== Selection ==
I planted 4 acres of a clover mix last fall. I include a 18" tall white early clover, a tall yellow clover, an even taller white clover, and a reddish or crimson clover. I was disappointed in all of them. I saw very few bees working any of them. Sure there were some, but not like I hoped. They bloomed in the order that I listed them, co there was and still are flowers there. Hopefully next year will be different.


----------



## SS Auck

brooksbeefarm said:


> Brad, i've read that honey from oilseed Rape has a unpleasant taste? have you tried it? This thread has got my dobber down i bought 100 lbs. of cc to sow ( this fall) where i had some dozing done in a wooded area that i have 12 hives, i've read that bees work it hard? i guess the deer and turkey will like it.


dont get too upset people on here are still confused on crimson vs red. the CC i have seen in mo is usually covered with honeybees. deer are in it too in the spring and winter time.


----------



## mlanden

Andrew Dewey said:


> We've had a bunch of blooms after a rain, for example, but the bees wait.


I've heard that rain rinses away lots of nectar, so that could be the reason your girls aren't busy w/ the blooms then. Here in eastern NC, we've had the rainiest year in history, I think, so I'm guessing the bees've had a rough time with nectar collection ...


----------



## crmauch

Tim KS said:


> I planted 4 acres of a clover mix last fall. I include a 18" tall white early clover, a tall yellow clover, an even taller white clover, and a reddish or crimson clover. I was disappointed in all of them. I saw very few bees working any of them. Sure there were some, but not like I hoped. They bloomed in the order that I listed them, co there was and still are flowers there. Hopefully next year will be different.

== Image object location entries ==
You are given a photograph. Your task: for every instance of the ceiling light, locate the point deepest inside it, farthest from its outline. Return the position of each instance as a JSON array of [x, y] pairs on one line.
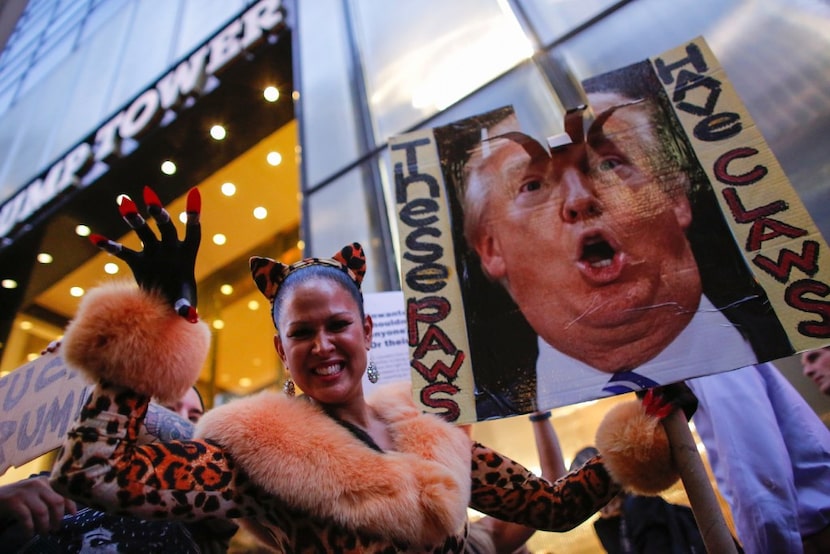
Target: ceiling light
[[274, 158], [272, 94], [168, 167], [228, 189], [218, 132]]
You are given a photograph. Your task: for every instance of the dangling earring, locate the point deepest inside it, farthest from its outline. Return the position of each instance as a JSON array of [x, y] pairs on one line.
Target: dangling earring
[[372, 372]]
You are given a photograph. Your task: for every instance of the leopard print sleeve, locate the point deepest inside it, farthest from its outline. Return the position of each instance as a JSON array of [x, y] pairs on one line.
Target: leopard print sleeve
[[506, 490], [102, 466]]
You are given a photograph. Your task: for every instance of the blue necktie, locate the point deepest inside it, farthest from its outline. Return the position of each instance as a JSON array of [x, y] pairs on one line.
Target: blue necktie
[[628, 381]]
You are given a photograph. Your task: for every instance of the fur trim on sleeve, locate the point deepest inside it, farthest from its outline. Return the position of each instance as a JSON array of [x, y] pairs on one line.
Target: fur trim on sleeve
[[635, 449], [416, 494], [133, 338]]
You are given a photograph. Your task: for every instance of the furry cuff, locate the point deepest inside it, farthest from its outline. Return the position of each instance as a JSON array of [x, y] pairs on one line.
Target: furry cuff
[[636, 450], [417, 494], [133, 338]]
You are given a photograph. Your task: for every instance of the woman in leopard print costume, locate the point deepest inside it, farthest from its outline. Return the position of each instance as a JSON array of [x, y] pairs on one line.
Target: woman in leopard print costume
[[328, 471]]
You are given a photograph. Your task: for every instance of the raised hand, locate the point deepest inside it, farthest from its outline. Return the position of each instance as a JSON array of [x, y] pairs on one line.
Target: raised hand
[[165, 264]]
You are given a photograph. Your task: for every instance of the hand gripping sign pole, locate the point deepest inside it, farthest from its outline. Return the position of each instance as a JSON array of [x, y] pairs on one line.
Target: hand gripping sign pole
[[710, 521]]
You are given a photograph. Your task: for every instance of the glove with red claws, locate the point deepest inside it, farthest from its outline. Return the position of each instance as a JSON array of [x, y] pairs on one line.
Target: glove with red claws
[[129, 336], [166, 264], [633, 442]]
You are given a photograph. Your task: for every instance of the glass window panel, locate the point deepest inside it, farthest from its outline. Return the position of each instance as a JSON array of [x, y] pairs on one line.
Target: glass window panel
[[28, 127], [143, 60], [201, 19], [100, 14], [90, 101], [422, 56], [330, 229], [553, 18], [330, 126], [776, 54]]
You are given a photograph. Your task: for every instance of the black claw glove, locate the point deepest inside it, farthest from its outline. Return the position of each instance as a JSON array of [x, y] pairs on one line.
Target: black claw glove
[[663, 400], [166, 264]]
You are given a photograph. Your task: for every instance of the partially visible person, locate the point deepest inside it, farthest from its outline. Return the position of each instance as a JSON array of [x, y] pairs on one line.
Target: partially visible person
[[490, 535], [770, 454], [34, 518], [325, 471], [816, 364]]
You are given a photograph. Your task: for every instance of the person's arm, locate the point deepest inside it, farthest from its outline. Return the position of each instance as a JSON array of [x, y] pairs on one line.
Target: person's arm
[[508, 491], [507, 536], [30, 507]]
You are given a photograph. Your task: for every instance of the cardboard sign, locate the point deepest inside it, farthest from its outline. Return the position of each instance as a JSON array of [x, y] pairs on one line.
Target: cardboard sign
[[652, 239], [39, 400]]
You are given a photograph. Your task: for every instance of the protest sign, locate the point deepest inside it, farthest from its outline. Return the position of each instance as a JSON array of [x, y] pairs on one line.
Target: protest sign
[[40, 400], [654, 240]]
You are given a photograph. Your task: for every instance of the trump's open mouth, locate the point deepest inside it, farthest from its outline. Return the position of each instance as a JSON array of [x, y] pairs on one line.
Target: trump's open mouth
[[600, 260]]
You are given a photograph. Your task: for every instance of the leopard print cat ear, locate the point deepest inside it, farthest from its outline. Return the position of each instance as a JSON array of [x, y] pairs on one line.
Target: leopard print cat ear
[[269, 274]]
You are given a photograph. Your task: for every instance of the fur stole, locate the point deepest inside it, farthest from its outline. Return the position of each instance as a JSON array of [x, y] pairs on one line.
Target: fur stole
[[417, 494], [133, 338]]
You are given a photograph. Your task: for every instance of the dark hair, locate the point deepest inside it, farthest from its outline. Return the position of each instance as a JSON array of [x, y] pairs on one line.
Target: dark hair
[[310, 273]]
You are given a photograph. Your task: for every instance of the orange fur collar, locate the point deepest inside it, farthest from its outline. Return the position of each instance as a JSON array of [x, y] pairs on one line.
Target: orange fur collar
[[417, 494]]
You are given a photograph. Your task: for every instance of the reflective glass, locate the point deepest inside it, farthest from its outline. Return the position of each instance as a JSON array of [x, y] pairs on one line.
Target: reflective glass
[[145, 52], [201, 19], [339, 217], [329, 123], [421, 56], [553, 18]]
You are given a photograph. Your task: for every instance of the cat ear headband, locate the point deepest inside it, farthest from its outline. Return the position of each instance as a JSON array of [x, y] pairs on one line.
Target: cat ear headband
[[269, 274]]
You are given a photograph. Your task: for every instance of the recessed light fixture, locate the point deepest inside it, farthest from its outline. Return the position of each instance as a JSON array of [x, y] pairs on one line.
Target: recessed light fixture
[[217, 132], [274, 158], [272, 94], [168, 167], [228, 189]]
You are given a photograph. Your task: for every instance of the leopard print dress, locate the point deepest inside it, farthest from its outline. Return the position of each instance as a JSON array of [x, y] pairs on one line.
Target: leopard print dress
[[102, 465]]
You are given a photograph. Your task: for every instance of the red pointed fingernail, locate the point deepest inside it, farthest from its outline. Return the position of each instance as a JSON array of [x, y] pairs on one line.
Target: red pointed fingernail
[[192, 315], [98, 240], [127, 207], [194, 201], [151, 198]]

== Required task 1 ==
Answer these questions from the clover thread.
(a) How many acres of clover mix were planted last fall?
(b) What does SS Auck say the CC they have seen is usually covered with?
(c) What has mlanden heard that rain does to nectar?
== Required task 2 ==
Extend the clover thread from the point where it stops.
The records are separate material, apart from the clover thread.

== Response 1 ==
(a) 4 acres
(b) Honeybees
(c) It rinses away lots of nectar.

== Response 2 ==
I believe the two tall clovers (yellow and white) are likely to be sweet clover. I believe the sweet clovers and crimson clovers are annuals (though will reseed). 

I only have a small patch of crimson clover, and I have some honey bees working it. I think it's (usually) fairly easy to discern crimson and red clovers. As a plant crimson is fairly low-growing and looks somewhat like the "dutch white" perennial clover that gets into our yards. Red clover as a plant looks like it's on steroids and is much bigger plant and leaves overall. Crimson clover flower is not quite round and is rather small. As the flower ages turns somewhat into a small spike. Red clover generally has a bigger flower and the flower does not turn into as much of a "spike" as it ages.


----------



## mlanden

Tim KS said:


> I planted 4 acres of a clover mix last fall. I include a 18" tall white early clover, a tall yellow clover, an even taller white clover, and a reddish or crimson clover. I was disappointed in all of them. QUOTE]
> 
> I've decided to go with basic garden greens -- which can serve as "green manure" and be good for meals -- rape, mustard, kale, spinach, turnip, broccoli, beets. I planted mine last summer, feasted through the winter, and let 'em bolt in late winter/early spring -- and my bees went crazy for the flowers. There must be major pollen/nectar supplies there. Once the blooms became seeds, I just turned the plants over in the soil and ..... no issues. A # sprouted, of course, but ..... they're ready for meals then, too. My meals, I mean. It's a win-win-win. From what I'm reading of the clovers, vetch, etc, they mostly sound like a pain, are useless for kitchen purposes, and not that attractive to the honeybees.


----------



## johno

Here are some pics of my crimson clover, the Dixie variety.


----------



## Brad Bee

This is a picture of a portion of mine. It sure was pretty but it sure was mostly ignored by the honeybees


----------



## Brad Bee

Trying to get a better picture loaded....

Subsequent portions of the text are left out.